From first line to last, copy the material below exactly.

■ ■ ■ ■

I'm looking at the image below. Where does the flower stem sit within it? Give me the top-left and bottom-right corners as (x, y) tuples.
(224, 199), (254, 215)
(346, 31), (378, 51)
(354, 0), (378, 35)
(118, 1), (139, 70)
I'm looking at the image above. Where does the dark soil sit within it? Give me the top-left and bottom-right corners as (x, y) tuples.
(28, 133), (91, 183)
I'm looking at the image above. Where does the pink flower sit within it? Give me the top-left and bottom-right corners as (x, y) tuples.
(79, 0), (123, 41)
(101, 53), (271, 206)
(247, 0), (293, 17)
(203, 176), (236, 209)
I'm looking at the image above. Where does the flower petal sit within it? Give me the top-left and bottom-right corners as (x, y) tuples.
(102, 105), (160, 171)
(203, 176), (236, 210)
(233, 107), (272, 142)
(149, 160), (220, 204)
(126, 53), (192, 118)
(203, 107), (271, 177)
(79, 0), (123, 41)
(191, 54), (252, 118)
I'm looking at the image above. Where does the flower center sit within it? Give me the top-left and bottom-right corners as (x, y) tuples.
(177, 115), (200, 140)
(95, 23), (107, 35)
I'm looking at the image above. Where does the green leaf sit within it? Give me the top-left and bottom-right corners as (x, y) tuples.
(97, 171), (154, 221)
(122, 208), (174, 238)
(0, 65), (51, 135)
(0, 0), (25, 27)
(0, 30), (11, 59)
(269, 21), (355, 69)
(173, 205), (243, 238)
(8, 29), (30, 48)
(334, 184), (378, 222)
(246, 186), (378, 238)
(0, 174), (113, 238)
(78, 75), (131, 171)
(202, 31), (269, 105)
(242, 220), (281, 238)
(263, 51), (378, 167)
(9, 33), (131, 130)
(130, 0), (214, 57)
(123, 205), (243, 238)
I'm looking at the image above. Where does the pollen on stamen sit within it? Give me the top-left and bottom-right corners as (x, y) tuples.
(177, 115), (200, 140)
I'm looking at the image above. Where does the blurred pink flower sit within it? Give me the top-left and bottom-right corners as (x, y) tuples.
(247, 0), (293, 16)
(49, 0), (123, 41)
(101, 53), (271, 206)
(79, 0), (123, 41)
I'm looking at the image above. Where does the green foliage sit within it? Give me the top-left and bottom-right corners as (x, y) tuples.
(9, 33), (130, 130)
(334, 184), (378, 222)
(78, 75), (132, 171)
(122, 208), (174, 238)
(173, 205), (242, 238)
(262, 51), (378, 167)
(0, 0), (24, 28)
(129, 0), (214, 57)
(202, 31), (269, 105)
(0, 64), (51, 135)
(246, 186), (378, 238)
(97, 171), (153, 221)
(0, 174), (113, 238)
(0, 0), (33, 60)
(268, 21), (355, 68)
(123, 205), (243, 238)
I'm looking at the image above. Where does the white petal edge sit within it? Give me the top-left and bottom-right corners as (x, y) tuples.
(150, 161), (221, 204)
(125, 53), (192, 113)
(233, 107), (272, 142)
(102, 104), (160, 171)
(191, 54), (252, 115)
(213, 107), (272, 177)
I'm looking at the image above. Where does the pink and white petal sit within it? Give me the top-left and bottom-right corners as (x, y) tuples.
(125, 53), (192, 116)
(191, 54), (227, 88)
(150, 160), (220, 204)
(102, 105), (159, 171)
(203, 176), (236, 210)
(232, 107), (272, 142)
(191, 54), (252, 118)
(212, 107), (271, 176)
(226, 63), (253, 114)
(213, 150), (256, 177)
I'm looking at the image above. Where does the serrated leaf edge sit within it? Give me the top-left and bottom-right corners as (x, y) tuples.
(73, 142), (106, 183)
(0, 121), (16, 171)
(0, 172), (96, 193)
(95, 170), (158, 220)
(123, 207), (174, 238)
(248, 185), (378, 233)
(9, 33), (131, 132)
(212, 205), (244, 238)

■ ■ ■ ■

■ **Problem solution**
I'm looking at the image below. Where does the flower stem sit within it? Give me the top-left and bottom-right corners as (x, y) tuples.
(224, 199), (254, 215)
(346, 31), (378, 51)
(354, 0), (378, 35)
(118, 1), (139, 70)
I'm looking at the image above. Where does the dark soil sit within it? Give me the top-left and bottom-right corners as (x, y) tuples.
(28, 133), (91, 183)
I'm looking at the image above. Where does the pink flower sit within it? Give me the top-left and bottom-right corners as (x, y) tuples.
(79, 0), (123, 41)
(101, 53), (271, 206)
(247, 0), (293, 17)
(203, 176), (236, 209)
I'm looking at the image above. Where does the flower petal sit within it? Give me the top-left and bottom-right corners as (x, y) tuples.
(102, 105), (160, 171)
(203, 176), (236, 210)
(233, 107), (272, 142)
(149, 160), (220, 204)
(126, 53), (192, 118)
(203, 107), (271, 177)
(79, 0), (123, 41)
(191, 54), (252, 118)
I'm looking at the image above. Where does the flower center sit within it? Give me the top-left and bottom-right corners as (x, y) tuples.
(177, 115), (200, 140)
(95, 23), (107, 35)
I'm looking at the image above. Where does the green leaf sit within it? Give me the top-left and bottom-right corners as (x, y) tuples.
(97, 171), (154, 221)
(122, 208), (174, 238)
(0, 65), (51, 135)
(0, 0), (25, 27)
(0, 30), (11, 59)
(269, 21), (355, 69)
(173, 205), (243, 238)
(8, 29), (30, 48)
(334, 184), (378, 222)
(246, 186), (378, 238)
(0, 174), (113, 238)
(78, 75), (131, 171)
(202, 31), (269, 105)
(242, 220), (281, 238)
(263, 51), (378, 167)
(9, 33), (131, 130)
(130, 0), (214, 57)
(123, 205), (243, 238)
I'm looking at the image above. Where does the pollen on stamen sit within it? Give me the top-left and bottom-right corners as (x, y) tuples.
(177, 115), (200, 140)
I'm looking at the image above. Where does the blurred pink flower sit within it? Give me the top-left and bottom-right corners as (x, y) tuples.
(247, 0), (293, 16)
(49, 0), (123, 41)
(101, 53), (271, 206)
(79, 0), (123, 41)
I'm looking at the image above. Where does the green foliage sit within it? Give me the top-left and bottom-right corners as (x, y) tuples.
(9, 33), (130, 130)
(334, 184), (378, 222)
(78, 75), (132, 171)
(122, 208), (174, 238)
(173, 205), (242, 238)
(262, 51), (378, 167)
(0, 0), (24, 28)
(129, 0), (214, 57)
(202, 31), (269, 105)
(0, 64), (51, 135)
(246, 186), (378, 238)
(97, 171), (153, 221)
(0, 174), (113, 238)
(0, 0), (33, 60)
(268, 21), (355, 68)
(123, 205), (243, 238)
I'm looking at the image above. Where does the white petal edge sit within it? Give me the top-left and bottom-right corners as (x, y) tuples.
(150, 161), (221, 204)
(125, 53), (192, 113)
(233, 107), (272, 142)
(102, 104), (160, 171)
(191, 54), (252, 115)
(213, 107), (272, 177)
I'm looking at the image above. Where does the pink and white petal sit within it? Give me the top-left and bottom-right corners as (x, y) tuples.
(125, 53), (192, 116)
(191, 54), (227, 88)
(150, 160), (220, 204)
(102, 105), (159, 171)
(203, 176), (236, 210)
(232, 107), (272, 142)
(191, 54), (252, 118)
(212, 107), (271, 176)
(226, 63), (253, 114)
(213, 150), (256, 177)
I'm looking at the image above. Where does the serrated leaf edge sit within it? Give me the top-left and bottom-right corners as (x, y) tuples.
(73, 142), (106, 183)
(0, 121), (16, 171)
(0, 172), (96, 193)
(95, 170), (158, 220)
(123, 207), (174, 238)
(248, 185), (378, 233)
(9, 33), (131, 132)
(212, 205), (244, 238)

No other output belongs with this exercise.